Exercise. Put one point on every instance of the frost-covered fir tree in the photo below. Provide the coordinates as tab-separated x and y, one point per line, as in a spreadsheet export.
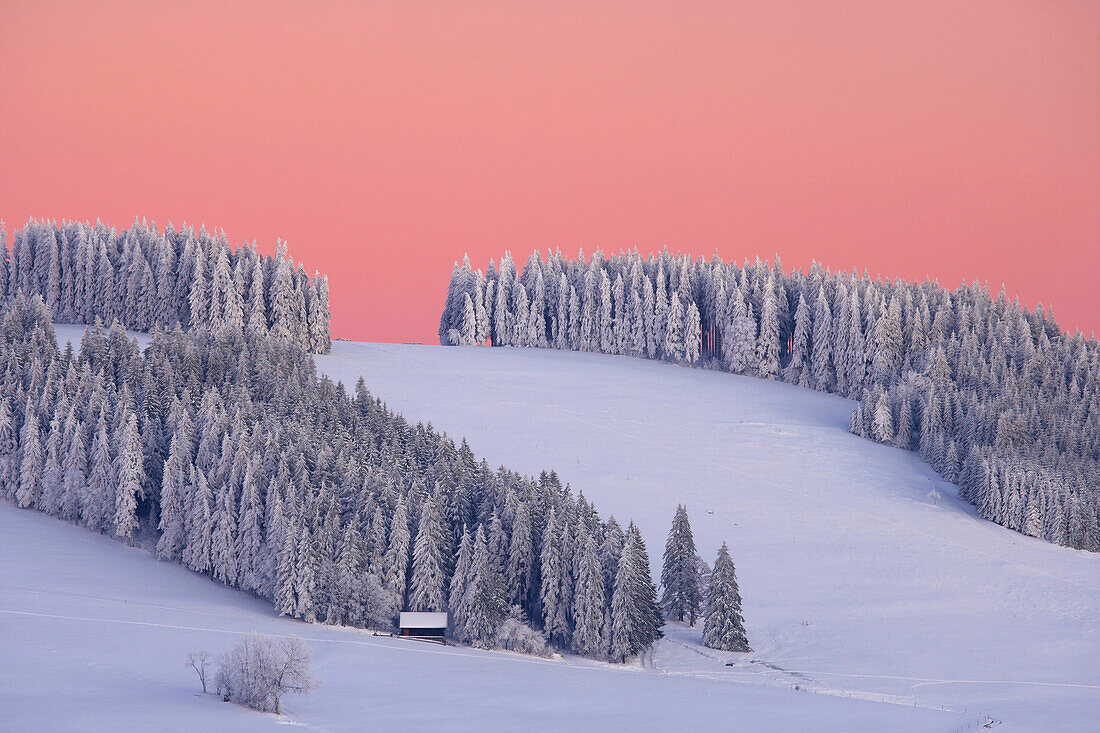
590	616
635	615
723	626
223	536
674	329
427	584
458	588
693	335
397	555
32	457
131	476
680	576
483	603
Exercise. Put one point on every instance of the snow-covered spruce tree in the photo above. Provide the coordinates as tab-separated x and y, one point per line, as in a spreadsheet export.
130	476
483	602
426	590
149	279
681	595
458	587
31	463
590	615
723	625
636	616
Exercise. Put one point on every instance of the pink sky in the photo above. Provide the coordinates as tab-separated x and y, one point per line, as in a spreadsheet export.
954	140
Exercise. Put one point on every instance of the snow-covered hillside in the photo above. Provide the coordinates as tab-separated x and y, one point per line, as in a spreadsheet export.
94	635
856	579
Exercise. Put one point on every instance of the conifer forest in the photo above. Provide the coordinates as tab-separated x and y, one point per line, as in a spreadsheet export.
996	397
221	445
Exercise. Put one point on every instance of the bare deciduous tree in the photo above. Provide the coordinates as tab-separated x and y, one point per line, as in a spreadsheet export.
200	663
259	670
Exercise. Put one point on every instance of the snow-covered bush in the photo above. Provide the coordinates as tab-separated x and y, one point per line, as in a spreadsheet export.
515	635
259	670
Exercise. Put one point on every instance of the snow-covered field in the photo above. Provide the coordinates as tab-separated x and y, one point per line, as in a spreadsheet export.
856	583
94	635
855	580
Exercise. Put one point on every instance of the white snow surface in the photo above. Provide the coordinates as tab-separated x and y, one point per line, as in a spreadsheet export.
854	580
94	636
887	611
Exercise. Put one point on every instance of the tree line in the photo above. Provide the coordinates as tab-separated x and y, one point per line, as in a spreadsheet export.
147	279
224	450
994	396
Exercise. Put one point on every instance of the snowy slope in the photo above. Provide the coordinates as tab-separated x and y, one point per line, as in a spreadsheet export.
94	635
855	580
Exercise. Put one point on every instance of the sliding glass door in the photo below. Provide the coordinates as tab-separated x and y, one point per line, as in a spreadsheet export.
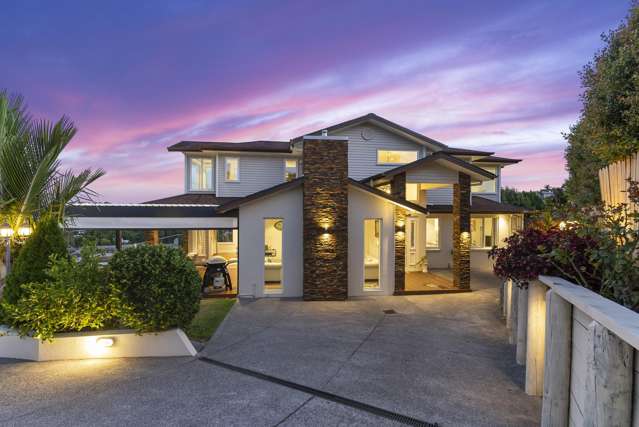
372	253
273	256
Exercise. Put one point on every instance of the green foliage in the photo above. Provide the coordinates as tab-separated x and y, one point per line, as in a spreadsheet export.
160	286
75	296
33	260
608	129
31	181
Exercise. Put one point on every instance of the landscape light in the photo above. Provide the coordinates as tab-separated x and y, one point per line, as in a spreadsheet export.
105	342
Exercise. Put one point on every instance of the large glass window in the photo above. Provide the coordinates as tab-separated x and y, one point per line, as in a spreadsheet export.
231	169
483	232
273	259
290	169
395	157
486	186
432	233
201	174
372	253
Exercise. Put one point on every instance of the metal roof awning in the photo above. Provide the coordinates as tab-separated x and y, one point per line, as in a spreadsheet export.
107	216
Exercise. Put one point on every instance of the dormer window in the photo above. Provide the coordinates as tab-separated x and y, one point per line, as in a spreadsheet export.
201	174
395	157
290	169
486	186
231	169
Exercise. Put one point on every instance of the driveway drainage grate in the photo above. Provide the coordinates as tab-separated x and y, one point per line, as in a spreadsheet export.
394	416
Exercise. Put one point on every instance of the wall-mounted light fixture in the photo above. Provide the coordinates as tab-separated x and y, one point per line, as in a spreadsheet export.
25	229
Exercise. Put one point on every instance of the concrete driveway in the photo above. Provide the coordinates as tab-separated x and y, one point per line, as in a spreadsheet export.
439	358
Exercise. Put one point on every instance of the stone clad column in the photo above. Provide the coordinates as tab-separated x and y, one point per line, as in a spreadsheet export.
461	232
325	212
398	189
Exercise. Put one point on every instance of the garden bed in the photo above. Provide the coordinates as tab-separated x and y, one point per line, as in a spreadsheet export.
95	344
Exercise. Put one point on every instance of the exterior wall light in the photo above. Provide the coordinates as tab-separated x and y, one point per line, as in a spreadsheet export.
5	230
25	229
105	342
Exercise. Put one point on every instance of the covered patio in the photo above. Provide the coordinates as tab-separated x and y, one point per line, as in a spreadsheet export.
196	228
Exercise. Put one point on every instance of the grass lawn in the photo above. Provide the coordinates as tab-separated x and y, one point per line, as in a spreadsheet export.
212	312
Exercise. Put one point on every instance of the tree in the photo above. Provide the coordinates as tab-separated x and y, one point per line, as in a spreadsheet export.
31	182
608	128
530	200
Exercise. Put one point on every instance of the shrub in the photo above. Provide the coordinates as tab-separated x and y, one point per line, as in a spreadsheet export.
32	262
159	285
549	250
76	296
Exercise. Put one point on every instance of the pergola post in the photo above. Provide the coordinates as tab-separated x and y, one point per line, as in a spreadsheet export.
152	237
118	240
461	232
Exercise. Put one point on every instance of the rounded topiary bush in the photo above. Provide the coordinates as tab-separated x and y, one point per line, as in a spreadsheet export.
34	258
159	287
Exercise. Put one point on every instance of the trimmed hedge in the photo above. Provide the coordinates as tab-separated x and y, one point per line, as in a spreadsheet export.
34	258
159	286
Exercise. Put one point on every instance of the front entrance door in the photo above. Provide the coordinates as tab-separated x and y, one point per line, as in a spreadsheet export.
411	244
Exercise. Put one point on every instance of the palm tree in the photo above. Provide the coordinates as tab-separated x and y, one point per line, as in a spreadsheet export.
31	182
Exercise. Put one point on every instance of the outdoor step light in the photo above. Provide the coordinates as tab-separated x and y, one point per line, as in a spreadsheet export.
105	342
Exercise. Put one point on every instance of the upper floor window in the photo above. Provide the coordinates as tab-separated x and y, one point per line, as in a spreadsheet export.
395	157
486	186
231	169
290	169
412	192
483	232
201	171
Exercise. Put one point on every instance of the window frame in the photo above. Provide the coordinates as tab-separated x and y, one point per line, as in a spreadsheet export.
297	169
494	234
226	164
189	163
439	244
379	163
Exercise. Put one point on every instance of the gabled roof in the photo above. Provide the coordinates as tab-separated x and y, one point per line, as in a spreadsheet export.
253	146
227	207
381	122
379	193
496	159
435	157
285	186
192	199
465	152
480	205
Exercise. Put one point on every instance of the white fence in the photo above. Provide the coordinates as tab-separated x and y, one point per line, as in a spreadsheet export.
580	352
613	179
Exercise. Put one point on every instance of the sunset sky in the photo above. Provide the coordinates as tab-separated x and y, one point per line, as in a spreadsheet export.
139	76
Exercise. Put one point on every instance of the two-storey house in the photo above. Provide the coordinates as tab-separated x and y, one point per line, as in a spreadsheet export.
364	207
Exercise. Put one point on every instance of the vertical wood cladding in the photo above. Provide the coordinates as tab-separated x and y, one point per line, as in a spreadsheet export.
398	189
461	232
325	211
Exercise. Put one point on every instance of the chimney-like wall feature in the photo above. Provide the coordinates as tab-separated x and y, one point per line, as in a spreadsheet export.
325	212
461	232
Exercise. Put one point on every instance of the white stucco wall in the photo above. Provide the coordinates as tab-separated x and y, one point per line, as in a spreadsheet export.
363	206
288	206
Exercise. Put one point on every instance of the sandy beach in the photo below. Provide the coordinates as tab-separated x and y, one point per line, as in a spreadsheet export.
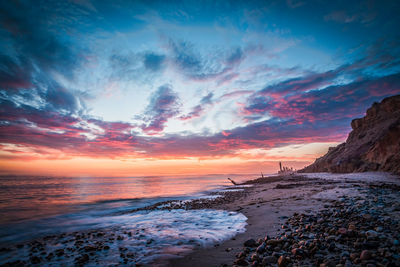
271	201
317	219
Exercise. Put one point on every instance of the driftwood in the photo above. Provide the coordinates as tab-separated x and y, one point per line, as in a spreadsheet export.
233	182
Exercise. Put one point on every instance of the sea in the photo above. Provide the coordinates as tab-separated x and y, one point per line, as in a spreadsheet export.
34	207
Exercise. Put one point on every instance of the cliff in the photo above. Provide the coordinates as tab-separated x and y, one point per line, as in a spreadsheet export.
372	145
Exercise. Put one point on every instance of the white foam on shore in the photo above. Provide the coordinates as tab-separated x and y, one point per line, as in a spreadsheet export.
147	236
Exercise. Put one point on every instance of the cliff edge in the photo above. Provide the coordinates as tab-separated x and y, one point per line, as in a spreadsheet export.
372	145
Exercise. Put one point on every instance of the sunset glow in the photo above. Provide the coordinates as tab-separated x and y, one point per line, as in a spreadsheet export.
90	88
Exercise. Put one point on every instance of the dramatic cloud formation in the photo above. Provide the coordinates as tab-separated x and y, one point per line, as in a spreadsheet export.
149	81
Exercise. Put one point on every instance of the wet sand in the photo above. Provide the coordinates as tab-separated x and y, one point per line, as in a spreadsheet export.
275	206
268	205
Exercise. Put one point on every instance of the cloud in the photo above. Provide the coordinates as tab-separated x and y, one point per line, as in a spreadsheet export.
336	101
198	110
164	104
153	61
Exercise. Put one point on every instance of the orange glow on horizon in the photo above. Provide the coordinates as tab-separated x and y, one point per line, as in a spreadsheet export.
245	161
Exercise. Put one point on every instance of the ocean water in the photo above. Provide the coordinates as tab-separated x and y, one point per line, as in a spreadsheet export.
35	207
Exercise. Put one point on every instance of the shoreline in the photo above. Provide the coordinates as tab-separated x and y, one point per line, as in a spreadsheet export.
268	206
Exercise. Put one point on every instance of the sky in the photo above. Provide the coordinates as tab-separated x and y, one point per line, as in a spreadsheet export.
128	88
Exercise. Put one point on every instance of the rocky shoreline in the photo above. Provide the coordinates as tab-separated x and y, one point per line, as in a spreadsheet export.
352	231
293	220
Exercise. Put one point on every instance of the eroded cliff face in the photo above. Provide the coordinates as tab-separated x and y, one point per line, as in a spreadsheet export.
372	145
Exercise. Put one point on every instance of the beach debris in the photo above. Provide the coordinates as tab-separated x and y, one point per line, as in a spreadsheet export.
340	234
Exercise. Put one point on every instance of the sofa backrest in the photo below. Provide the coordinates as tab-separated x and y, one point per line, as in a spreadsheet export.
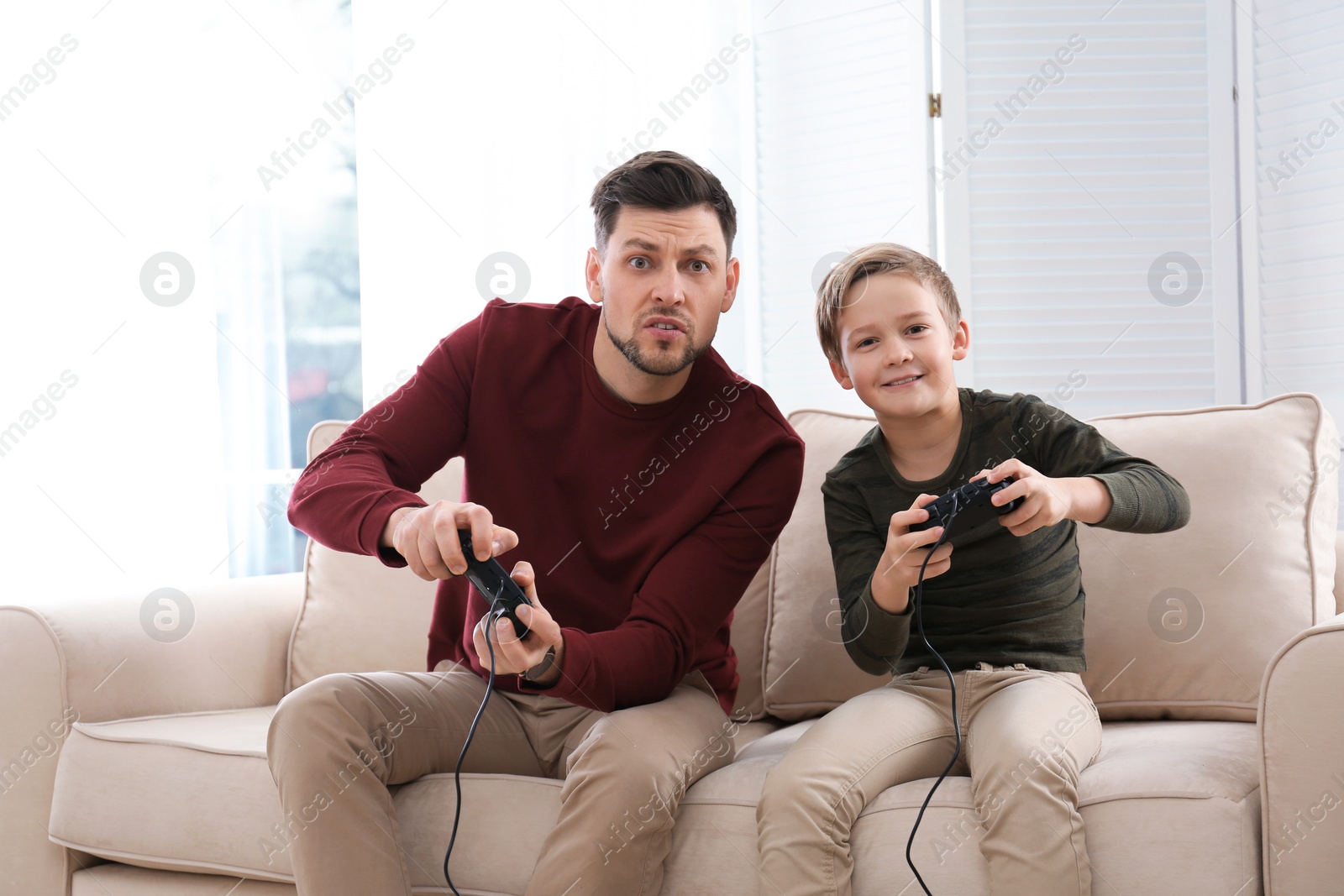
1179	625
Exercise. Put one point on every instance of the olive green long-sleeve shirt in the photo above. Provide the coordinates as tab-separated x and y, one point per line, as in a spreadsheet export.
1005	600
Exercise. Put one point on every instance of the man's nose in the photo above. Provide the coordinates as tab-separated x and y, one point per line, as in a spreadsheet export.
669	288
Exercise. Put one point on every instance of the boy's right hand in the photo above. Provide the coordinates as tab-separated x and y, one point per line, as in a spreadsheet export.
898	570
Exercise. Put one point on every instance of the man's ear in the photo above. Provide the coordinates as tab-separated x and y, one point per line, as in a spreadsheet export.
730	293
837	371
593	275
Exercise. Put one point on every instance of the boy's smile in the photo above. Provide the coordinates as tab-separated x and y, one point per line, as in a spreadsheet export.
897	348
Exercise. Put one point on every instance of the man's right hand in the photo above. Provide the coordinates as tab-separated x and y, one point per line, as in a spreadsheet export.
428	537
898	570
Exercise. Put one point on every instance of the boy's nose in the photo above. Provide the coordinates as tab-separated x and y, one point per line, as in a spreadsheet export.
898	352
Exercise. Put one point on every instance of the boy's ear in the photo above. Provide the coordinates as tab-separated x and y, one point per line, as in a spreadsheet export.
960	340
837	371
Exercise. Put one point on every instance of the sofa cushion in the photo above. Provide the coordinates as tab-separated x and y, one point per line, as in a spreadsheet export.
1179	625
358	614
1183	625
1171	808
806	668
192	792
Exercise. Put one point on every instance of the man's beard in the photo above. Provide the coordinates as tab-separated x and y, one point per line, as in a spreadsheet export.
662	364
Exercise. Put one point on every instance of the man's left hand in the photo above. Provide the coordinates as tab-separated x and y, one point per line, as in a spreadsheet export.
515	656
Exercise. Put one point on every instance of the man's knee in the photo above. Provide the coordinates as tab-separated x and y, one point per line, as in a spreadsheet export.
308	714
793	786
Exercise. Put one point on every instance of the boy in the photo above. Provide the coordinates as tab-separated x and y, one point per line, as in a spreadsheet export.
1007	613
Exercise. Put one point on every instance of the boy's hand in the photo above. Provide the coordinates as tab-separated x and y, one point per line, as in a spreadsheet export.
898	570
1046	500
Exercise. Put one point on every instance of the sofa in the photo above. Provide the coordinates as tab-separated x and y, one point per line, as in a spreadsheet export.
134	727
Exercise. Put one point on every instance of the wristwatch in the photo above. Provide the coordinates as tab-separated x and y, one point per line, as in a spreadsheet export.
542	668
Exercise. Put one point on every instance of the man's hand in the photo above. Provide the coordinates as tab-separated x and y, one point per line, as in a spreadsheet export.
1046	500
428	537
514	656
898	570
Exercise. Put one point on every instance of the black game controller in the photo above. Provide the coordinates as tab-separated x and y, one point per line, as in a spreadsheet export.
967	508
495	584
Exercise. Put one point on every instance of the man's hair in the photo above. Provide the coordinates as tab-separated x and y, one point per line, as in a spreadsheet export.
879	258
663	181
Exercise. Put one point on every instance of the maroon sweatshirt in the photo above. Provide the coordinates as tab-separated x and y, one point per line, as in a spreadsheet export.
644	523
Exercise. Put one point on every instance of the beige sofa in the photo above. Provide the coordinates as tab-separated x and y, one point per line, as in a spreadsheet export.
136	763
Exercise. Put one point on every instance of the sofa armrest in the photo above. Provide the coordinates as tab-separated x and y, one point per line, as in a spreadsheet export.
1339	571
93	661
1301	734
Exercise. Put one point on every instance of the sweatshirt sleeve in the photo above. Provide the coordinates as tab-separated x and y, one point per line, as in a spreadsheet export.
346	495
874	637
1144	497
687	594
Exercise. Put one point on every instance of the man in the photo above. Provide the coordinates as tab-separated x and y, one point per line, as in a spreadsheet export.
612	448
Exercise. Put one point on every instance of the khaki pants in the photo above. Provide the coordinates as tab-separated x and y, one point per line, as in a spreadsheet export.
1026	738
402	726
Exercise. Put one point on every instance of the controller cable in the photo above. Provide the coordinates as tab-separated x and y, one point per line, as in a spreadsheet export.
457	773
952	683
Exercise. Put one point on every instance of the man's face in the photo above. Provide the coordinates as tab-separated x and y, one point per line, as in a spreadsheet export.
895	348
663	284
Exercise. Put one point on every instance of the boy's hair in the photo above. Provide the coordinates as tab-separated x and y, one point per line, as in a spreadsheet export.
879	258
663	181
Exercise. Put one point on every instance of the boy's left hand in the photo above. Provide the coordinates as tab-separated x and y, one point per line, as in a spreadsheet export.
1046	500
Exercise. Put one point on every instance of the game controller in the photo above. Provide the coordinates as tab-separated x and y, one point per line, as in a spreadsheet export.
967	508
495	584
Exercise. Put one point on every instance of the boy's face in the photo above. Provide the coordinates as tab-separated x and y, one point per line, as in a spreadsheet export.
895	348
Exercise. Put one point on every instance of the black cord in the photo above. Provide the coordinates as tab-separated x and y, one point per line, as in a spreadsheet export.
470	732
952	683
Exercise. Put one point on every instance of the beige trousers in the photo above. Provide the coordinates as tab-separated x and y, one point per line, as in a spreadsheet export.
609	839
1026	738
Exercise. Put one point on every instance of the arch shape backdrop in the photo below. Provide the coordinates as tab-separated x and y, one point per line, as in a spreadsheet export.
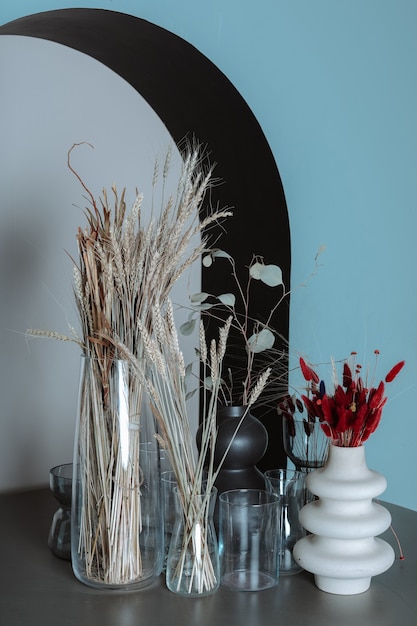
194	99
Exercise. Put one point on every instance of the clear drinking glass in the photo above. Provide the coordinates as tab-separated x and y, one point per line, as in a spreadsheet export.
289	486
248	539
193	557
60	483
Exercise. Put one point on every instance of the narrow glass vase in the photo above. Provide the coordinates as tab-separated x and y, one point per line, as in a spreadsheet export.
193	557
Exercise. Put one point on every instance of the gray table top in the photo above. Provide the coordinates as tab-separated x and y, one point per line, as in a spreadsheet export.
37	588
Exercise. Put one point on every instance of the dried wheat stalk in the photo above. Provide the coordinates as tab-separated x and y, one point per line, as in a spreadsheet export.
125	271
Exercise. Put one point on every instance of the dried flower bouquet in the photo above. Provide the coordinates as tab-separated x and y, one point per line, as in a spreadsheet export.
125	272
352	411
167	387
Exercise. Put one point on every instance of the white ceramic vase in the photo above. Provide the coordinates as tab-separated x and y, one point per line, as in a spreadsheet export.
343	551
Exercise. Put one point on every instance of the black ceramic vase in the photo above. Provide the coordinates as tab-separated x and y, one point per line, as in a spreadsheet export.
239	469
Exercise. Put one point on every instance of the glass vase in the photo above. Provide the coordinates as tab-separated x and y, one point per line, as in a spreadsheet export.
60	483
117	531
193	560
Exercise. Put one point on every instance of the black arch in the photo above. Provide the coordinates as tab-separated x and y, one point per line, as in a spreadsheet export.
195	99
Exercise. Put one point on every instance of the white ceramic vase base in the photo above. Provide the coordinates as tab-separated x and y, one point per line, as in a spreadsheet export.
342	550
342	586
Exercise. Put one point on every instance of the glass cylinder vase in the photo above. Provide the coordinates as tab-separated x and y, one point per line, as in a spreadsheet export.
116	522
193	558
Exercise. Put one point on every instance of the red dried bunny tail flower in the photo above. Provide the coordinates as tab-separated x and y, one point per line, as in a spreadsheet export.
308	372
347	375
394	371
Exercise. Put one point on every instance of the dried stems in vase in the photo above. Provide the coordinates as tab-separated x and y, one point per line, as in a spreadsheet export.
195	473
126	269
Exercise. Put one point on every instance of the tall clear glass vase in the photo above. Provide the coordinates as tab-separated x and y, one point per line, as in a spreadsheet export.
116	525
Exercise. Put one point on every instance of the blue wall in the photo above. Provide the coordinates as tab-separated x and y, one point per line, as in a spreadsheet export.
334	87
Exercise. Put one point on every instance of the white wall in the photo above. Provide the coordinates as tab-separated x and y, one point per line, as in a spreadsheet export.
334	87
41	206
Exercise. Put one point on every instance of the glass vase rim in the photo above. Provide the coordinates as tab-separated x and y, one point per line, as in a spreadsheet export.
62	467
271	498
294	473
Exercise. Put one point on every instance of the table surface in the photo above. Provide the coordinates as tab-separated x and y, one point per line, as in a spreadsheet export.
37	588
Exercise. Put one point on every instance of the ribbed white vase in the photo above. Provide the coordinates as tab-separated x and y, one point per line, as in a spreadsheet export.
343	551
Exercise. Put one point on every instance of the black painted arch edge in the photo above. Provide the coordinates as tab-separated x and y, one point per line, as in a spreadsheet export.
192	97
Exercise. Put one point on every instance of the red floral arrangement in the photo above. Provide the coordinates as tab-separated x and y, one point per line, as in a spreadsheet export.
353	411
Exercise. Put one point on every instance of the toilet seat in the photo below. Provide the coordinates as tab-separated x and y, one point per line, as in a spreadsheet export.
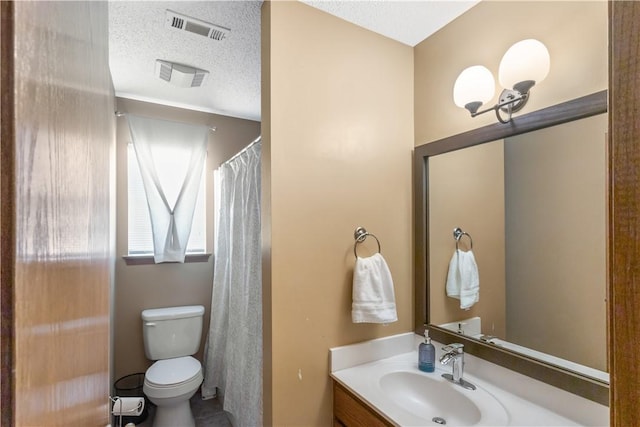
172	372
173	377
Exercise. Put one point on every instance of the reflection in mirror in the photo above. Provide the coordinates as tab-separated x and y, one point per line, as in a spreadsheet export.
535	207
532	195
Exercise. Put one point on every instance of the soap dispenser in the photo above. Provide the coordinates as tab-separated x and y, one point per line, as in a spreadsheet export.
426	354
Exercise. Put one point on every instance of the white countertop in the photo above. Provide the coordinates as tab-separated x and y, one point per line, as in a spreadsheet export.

■ The exercise
Using the records above, extract exactly and only the lines from the one with "Exercise. Put one point on every instance of the red floral" through the final line, inclusive, leaving out pictures.

■ Finished exercise
Exercise. Put one point on every instance of the red floral arrangement in the photo above. Provide the coordinates as tab-separated x and y, one point per line, as in a spreadsheet export.
353	411
Exercise. Put one point on every instance of the toilet seat in the photo below. Provide the coordinates as tab-separated x and y, one point per line, as in a spreadsheet export.
172	372
173	377
Exercise. Put one point on every instance of the reflection in mirror in the photo above. Provide the coordinates as tab-separated x and y, one point per line, as in a spreadsheet export.
535	207
532	195
Exercise. Put one point on every instance of the soap dispenser in the photo above. Provide the coordinates as tab-separated x and y, one point per line, as in a spreadsheet export.
426	354
Exercise. Put one point on every instance of the white countertop in the photo above. Provide the coordinates as tab-separated x and y, one point per line, as in a spreadsheet export.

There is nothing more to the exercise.